■ **Directions**:
Copy verbatim the lines of the items below, from the line containing "for bare foot" up to and including the line containing "[334,435,371,452]".

■ **Source records**:

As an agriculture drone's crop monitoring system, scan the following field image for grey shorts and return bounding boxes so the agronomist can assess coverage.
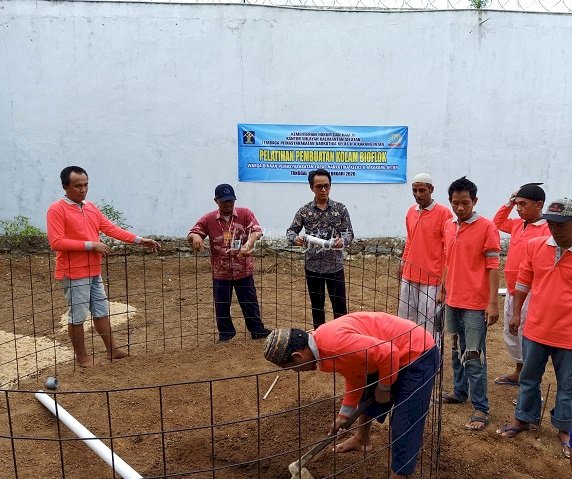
[62,275,109,324]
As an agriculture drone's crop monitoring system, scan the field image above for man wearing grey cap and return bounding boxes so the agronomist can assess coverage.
[493,183,550,387]
[187,183,270,342]
[397,173,453,334]
[264,311,440,479]
[497,198,572,458]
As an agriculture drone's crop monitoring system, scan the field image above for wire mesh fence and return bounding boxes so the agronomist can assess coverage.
[0,243,442,478]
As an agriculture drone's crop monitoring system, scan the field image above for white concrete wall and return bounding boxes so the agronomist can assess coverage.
[0,0,572,237]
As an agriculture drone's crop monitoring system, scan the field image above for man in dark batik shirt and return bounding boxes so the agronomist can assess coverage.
[286,168,354,329]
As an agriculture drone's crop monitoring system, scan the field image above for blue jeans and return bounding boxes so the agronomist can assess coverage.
[213,275,265,341]
[306,268,348,329]
[445,305,489,414]
[515,337,572,431]
[362,346,441,476]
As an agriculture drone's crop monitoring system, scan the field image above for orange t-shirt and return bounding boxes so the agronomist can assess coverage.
[516,236,572,349]
[312,312,435,407]
[47,198,140,280]
[402,201,453,285]
[445,213,500,311]
[493,205,550,294]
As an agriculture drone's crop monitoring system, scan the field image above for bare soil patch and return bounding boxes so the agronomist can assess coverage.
[0,255,572,479]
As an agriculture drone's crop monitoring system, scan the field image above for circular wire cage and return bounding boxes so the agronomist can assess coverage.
[0,241,442,479]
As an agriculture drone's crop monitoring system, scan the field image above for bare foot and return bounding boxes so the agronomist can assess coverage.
[76,356,98,368]
[107,348,129,359]
[465,410,490,431]
[334,435,371,452]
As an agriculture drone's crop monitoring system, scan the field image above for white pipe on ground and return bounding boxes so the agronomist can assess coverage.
[34,390,143,479]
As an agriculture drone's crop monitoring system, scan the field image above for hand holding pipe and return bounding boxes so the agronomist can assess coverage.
[288,398,375,479]
[301,233,336,249]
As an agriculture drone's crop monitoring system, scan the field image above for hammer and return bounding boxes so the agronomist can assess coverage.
[288,397,375,479]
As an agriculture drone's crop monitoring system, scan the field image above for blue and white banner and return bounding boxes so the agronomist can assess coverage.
[238,123,407,183]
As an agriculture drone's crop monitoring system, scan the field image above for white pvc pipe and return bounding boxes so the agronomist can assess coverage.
[302,234,336,249]
[35,390,143,479]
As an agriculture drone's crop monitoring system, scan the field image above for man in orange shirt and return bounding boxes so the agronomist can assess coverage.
[397,173,453,335]
[497,198,572,458]
[493,183,550,386]
[264,312,439,479]
[442,177,500,431]
[47,166,160,367]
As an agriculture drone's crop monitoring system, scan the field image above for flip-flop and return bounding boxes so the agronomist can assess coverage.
[465,411,490,431]
[441,393,465,404]
[495,374,520,387]
[562,441,570,459]
[497,423,530,438]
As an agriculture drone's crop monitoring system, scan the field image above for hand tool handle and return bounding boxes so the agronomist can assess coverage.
[299,398,375,469]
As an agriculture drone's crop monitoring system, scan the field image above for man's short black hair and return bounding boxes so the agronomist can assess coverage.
[60,166,87,186]
[449,176,477,201]
[308,168,332,186]
[284,328,309,363]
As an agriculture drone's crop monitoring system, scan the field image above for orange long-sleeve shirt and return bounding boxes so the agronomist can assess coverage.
[493,205,550,294]
[445,213,500,310]
[312,312,435,407]
[47,198,141,280]
[402,201,453,285]
[516,236,572,349]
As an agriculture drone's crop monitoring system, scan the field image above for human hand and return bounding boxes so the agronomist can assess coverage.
[92,241,111,256]
[508,312,520,336]
[328,415,348,436]
[189,235,205,251]
[436,285,447,304]
[139,238,161,251]
[375,388,391,404]
[333,238,344,249]
[485,302,499,327]
[238,242,254,256]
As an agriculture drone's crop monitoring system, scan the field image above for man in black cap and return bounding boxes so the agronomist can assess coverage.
[493,183,550,387]
[497,198,572,458]
[187,184,270,342]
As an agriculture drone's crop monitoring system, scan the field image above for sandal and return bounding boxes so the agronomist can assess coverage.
[442,393,466,404]
[562,441,570,459]
[497,423,530,438]
[465,410,490,431]
[495,374,520,387]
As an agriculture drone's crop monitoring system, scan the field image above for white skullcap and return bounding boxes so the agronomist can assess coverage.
[411,173,433,185]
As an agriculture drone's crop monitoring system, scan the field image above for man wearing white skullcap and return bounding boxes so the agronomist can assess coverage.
[398,173,453,334]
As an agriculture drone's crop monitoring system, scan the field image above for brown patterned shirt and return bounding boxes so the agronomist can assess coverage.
[286,200,354,273]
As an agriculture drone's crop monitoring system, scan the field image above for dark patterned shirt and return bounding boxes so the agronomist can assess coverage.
[286,200,354,273]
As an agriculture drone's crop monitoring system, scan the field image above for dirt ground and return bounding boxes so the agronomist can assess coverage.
[0,252,572,479]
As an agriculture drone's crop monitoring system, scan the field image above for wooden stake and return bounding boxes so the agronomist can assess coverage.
[262,375,280,400]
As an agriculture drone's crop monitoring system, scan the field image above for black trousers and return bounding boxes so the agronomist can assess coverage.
[306,268,348,329]
[213,275,264,341]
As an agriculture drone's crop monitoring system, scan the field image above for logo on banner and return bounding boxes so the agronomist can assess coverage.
[242,131,256,145]
[387,133,403,146]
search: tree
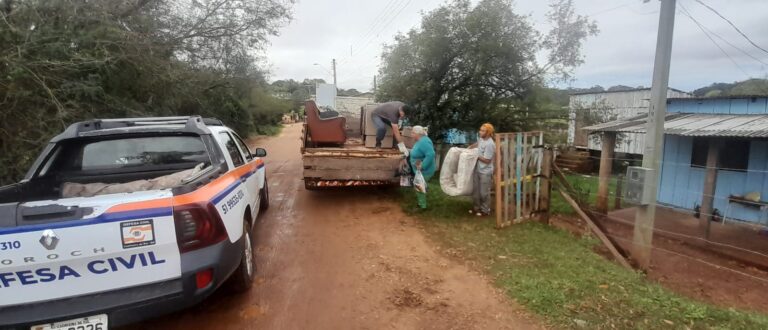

■ **Answer to the problem**:
As an agriculture drone's crop monitoring system, scan the field image above for bare foot and return bounding boxes so the agronomist can assess coverage.
[76,356,98,368]
[107,348,129,359]
[465,410,490,431]
[334,435,371,452]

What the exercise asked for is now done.